_TEXT EXCERPT:_
________________________

Pre-Suez Crisis from a 9 year old’s view point

This was written by one of our communicators when he/she ws 9 yars old  Name the communicator?

In 1954, Colonel Gamel Abdul Nasser replaced General Neguib. He had three goals: to make Egypt independent by ending British occupation; to build up Egyptian forces for a successful attack on Israel; to improve Egypt’s economy by constructing a high dam at Aswan to irrigate the Nile valley.

On 19 October 1954 a treaty was signed by Nasser and by Anthony Nutting, British minister of state for foreign affairs. The agreement was to last for seven years.
British troops were to be withdrawn from Egypt by June 1956, and the British bases were to be run jointly by British and Egyptian civilian technicians. Egypt agreed to respect the freedom of navigation through the canal, and it was agreed that British troops would be permitted to return if the Suez Canal was threatened by an outside power.
In February 1955, Anglo-Egyptian affairs were strained once more by Eden’s decision to deprive Nasser of promised British arms. In April, Eden succeeded Winston Churchill as prime minister.

As the last British troops left Egypt, Nasser was completing the purchase of Soviet-made aircraft, tanks and arms from Czechoslovakia, which might help him to realise one of his goals, the destruction of Israel.

Despite anti-western demonstrations in Egypt, in January 1956 the United States and Britain had pledged funding to help finance the construction of a new High Dam at Aswan. The US, however, became convinced that the Dam project would not be a success and wanted to reduce expenditure on foreign aid.

It was also concerned about Nasser’s purchase of Soviet arms. On 19 July, US Secretary of State John Foster Dulles informed the Egyptian ambassador in Washington that his government had decided that it would not provide funding for the construction of the dam.
The British foreign secretary, Selwyn Lloyd, followed suit and withdrew the British offer of aid. The World Bank then refused to advance Egypt a promised $200 million. On 26 July 1956, President Nasser nationalised the Anglo-French Suez Canal Company, declaring that he would take the revenue from the canal to finance his dam.

British civilian technicians (my father included) and their families arrived in Egypt toward the end of 1955 to start their six year contract and we landed at a former RAF landing strip near Fayid, Suez Canal, Egypt. There were no Customs, Immigration, etc – only a fuel tanker, a couple of British army buses and trucks. We had to get off the plane at the front end using a long ladder, provided by the British soldiers. We were then driven to a former British Army camp at Fayid and billeted at our respective quarters. The only British Army units still in the area were some Army Service Corp personnel and a Royal Signal Corps squadron. They all left within a month leaving us civilians to our own devices. I think there were about 1200 British civilians (including women and children) at the camp based on information that I have gathered.

There was a former British Armed Forces Club on the Great Bitter Lakes (Suez Canal) called The Vic Lido. Typical British Raj days – Big sweeping club rooms, with the outside area having tables, chairs and umbrellas. A long wooden jetty went out into the lake and connected to an old shipwreck. Ideal for diving off the old wreck and looking at the exotic fish.

________________________

Position annotation records
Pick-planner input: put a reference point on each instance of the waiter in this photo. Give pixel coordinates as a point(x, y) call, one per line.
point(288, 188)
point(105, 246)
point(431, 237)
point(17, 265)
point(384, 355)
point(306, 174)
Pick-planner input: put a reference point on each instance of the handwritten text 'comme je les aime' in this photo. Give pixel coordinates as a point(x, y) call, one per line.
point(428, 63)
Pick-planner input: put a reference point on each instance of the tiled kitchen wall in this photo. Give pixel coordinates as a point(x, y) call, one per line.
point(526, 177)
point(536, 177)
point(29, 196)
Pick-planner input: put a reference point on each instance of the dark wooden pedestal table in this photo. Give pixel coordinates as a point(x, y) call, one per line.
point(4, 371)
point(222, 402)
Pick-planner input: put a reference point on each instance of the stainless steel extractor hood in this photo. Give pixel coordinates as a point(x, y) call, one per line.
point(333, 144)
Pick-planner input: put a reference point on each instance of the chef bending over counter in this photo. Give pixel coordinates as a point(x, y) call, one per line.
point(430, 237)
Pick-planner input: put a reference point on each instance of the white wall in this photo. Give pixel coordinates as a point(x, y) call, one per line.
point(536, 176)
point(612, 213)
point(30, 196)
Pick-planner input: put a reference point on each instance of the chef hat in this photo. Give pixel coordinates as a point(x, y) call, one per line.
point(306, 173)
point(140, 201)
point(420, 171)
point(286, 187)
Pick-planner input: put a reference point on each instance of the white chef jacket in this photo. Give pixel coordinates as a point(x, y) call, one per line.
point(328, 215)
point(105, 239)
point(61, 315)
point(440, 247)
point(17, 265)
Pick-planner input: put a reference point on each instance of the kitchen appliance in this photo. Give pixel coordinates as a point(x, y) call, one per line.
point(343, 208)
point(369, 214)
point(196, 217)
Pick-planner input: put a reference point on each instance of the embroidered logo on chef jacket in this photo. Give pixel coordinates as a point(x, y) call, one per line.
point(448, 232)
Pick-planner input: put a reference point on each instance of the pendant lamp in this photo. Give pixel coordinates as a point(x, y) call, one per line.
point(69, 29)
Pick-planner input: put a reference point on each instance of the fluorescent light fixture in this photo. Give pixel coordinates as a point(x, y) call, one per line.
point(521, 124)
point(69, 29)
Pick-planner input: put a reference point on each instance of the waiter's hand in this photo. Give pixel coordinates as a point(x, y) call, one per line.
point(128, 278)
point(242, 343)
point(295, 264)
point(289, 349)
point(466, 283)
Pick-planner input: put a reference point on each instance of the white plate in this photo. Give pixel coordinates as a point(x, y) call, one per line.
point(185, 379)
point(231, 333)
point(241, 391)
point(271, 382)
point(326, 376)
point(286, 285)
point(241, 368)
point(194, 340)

________________________

_TASK INSTRUCTIONS:_
A. Output the pre-Suez Crisis account from "British troops were" to "as prime minister.", copied word for word.
B. State whether each statement agrees with the pre-Suez Crisis account, answering yes or no and quoting the words that decide it: (i) The treaty signed on 19 October 1954 was to last for seven years. (ii) British troops were to be withdrawn from Egypt by June 1955. (iii) The World Bank refused to advance Egypt a promised $200 million.

_ANSWER LIST:_
A.
British troops were to be withdrawn from Egypt by June 1956, and the British bases were to be run jointly by British and Egyptian civilian technicians. Egypt agreed to respect the freedom of navigation through the canal, and it was agreed that British troops would be permitted to return if the Suez Canal was threatened by an outside power.
In February 1955, Anglo-Egyptian affairs were strained once more by Eden’s decision to deprive Nasser of promised British arms. In April, Eden succeeded Winston Churchill as prime minister.

B.
(i) Yes: "The agreement was to last for seven years."
(ii) No: "British troops were to be withdrawn from Egypt by June 1956"
(iii) Yes: "The World Bank then refused to advance Egypt a promised $200 million."